──────── Reading text ────────

Here, after the parties had completed their peremptory challenges, counsel for one of Kendall's co-defendants made a Batson challenge, and Kendall's counsel joined in the motion. The basis of that challenge was that the State had used five of its six peremptory challenges to strike African-American jurors. The trial judge denied the challenge without requiring the State to provide a race-neutral explanation for its challenges, noting that the State had left two African-Americans in the jury pool, one of whom was struck by defense counsel and one who was impaneled.
Kendall asserts that the trial court abused its discretion when it concluded that the defendants did not make a prima facie showing of purposeful discrimination. We disagree. The removal of some African-American jurors by the use of peremptory challenges does not, by itself, raise an inference of racial discrimination. Kent v. State, 675 N.E.2d 332, 340 (Ind. 1996). This case is similar to others in which it has been held there was no prima facie showing of racial discrimination. See Phillips v. State, 496 N.E.2d 87, 89 (Ind. 1986) (holding State's use of peremptory challenges to remove three of four African-Americans from jury venire did not raise inference of discrimination where remaining African-American was seated on the jury). We cannot say the trial court abused its discretion in concluding Kendall did not establish a prima facie case where the State left two African-Americans in the pool, one of whom was struck by one of the defendants and one of whom was seated on the jury. Kendall has not shown that the trial court erred when it denied his Batson challenge.

──────── Provided material ────────

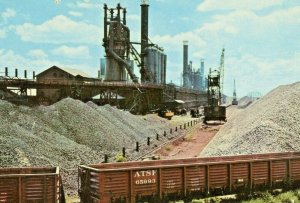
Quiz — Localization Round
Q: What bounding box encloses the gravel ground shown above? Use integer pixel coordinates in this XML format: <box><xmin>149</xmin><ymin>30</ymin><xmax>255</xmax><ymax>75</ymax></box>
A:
<box><xmin>200</xmin><ymin>82</ymin><xmax>300</xmax><ymax>156</ymax></box>
<box><xmin>0</xmin><ymin>98</ymin><xmax>175</xmax><ymax>194</ymax></box>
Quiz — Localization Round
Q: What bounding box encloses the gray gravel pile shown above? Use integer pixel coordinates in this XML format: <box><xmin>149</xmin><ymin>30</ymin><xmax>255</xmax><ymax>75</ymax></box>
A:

────────

→ **Exercise set**:
1. Answer these questions using the court opinion text:
(a) How many of its six peremptory challenges did the State use to strike African-American jurors?
(b) Which case is cited for the rule that removing some African-American jurors by peremptory challenges does not, by itself, raise an inference of racial discrimination?
(c) In Phillips v. State, how many of the four African-Americans on the jury venire did the State remove?
2. Write the next part of the court opinion text, starting after its final sentence about the denied Batson challenge.

→ **Task answers**:
1.
(a) Five.
(b) Kent v. State, 675 N.E.2d 332, 340 (Ind. 1996).
(c) Three.

2.
III. Motion to Suppress
Kendall claims in his next argument that the trial court erred in denying his motion to suppress the evidence recovered from 407 North Hamilton. However, as noted Kendall did not pursue an interlocutory appeal from the original denial of his motion and instead proceeded to trial, during which an objection to the evidence was renewed. Thus, the issue is actually whether the trial court abused its discretion by admitting the evidence at trial. Packer v. State, 800 N.E.2d 574, 578 (Ind.Ct.App. 2003), trans. denied. A trial court has broad discretion in ruling on the admissibility of evidence and we will reverse such a ruling only for an abuse of that discretion. Id. "An abuse of discretion involves a decision that is clearly against the logic and effect of the facts and circumstances before the court." Id.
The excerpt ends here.